● **Prompt**
When you reach the line that has "the red dirt" in the material below, reproduce it and each line after it exactly, through the last one.
######
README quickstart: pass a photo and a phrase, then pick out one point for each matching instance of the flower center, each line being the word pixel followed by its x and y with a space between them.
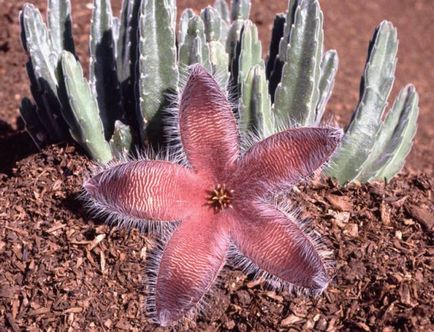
pixel 220 197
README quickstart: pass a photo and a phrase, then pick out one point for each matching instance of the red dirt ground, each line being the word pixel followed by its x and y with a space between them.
pixel 60 270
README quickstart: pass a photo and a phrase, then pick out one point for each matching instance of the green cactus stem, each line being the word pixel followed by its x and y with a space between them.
######
● **Result of the task**
README quickstart: pass a photo and a phrase, then pick out one point for each matching instance of the red dirt ground, each line being the word pixel followed by its x and y with a space between them.
pixel 60 270
README quickstart: pass a photo and a phrase, then pick out one point for each matching instance of the green cactus stem, each line being the word pixel followed by its x and y with a space between them.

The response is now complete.